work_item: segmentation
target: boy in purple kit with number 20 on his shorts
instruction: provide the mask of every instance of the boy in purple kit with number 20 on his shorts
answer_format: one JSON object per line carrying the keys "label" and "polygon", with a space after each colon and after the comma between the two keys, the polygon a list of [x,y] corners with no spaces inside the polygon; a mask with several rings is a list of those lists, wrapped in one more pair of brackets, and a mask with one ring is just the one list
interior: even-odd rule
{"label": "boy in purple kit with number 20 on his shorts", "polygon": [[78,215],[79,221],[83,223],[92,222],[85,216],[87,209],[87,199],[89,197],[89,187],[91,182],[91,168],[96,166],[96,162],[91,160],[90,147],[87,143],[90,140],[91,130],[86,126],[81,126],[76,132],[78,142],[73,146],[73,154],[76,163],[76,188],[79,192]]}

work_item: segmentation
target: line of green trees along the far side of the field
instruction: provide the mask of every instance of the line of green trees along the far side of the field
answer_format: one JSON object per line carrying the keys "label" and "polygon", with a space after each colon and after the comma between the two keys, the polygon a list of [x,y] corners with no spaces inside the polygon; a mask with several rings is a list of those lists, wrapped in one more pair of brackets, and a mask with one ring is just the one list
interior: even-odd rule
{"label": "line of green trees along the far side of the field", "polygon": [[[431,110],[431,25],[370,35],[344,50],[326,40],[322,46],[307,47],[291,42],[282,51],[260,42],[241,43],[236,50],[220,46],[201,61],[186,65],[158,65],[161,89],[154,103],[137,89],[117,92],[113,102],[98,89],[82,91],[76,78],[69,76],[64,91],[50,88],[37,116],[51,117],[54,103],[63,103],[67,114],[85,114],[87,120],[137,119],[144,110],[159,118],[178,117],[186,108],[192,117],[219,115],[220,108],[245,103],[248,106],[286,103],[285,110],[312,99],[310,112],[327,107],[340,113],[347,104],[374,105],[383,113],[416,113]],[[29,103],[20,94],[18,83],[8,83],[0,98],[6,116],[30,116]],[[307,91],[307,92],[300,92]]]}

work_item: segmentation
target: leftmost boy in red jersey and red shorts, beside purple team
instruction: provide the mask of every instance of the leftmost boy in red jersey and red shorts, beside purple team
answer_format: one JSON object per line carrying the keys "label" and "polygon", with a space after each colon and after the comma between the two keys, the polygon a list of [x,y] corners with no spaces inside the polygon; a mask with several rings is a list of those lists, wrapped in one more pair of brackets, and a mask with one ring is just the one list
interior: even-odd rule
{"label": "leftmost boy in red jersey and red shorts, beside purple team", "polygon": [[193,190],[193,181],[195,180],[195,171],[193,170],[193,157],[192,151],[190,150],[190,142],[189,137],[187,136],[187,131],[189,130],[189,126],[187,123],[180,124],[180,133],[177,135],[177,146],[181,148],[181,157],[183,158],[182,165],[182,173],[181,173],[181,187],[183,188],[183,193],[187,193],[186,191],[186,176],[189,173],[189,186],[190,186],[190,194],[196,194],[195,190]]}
* * *
**Try it**
Could you copy out all the material word for word?

**Task result**
work_item: segmentation
target: boy in purple kit with number 20 on his shorts
instruction: provide the mask of every instance of the boy in purple kit with number 20 on his shorts
answer_format: one JSON object per line carrying the keys "label" and "polygon", with a space after each colon and after the comma between the two keys, the polygon a list of [x,y] corners with no spaces inside the polygon; a mask with several rings is a list of those lists, wrapped in one more pair of brackets, and a mask with one ring is just the one list
interior: even-odd rule
{"label": "boy in purple kit with number 20 on his shorts", "polygon": [[78,215],[79,221],[83,223],[92,222],[85,216],[87,209],[87,199],[89,197],[89,187],[91,182],[91,168],[96,166],[96,162],[91,160],[90,147],[87,143],[90,140],[91,130],[86,126],[81,126],[76,132],[78,142],[73,146],[73,154],[76,163],[76,188],[79,192]]}

work_item: segmentation
target: line of green trees along the far side of the field
instruction: provide the mask of every instance of the line of green trees along the far side of the field
answer_format: one JSON object per line carrying the keys "label" and "polygon", with a space after each colon and after the comma between the two keys, the polygon a list of [x,y] corners with no spaces inside the polygon; a mask with several rings is a list of those lists, wrapped in one more pair of brackets, and a mask with one ring is just the one list
interior: even-odd rule
{"label": "line of green trees along the far side of the field", "polygon": [[[431,110],[431,25],[370,35],[344,50],[326,40],[322,46],[307,47],[291,42],[282,51],[260,42],[241,43],[236,50],[220,46],[201,61],[186,65],[158,65],[161,89],[154,103],[137,89],[117,92],[113,102],[98,89],[82,91],[76,78],[69,76],[64,91],[50,88],[37,116],[51,117],[54,103],[63,103],[67,114],[85,114],[87,120],[137,119],[144,110],[159,118],[178,117],[186,108],[192,117],[219,115],[220,108],[245,103],[248,106],[286,103],[285,110],[312,99],[310,112],[327,107],[340,113],[347,104],[374,105],[383,113],[416,113]],[[29,103],[20,94],[18,83],[8,83],[0,98],[6,116],[30,116]],[[307,91],[307,92],[300,92]]]}

work_item: segmentation
target: leftmost boy in red jersey and red shorts, beside purple team
instruction: provide the mask of every instance of the leftmost boy in red jersey and red shorts, beside purple team
answer_format: one JSON object per line carrying the keys "label" and "polygon", with a space after each colon and after the comma between the two keys, the polygon a list of [x,y] corners with no spaces inside the polygon; a mask with several rings is a list of those lists, wrapped in one more pair of brackets, and a mask with one ring is just the one list
interior: even-odd rule
{"label": "leftmost boy in red jersey and red shorts, beside purple team", "polygon": [[193,190],[193,181],[195,180],[195,171],[193,170],[193,157],[192,151],[190,150],[190,142],[189,137],[187,136],[187,131],[189,130],[189,126],[187,123],[180,124],[180,133],[177,135],[177,146],[181,148],[181,157],[183,158],[182,165],[182,173],[181,173],[181,187],[183,188],[183,193],[187,193],[186,191],[186,176],[189,173],[189,186],[190,186],[190,194],[196,194],[195,190]]}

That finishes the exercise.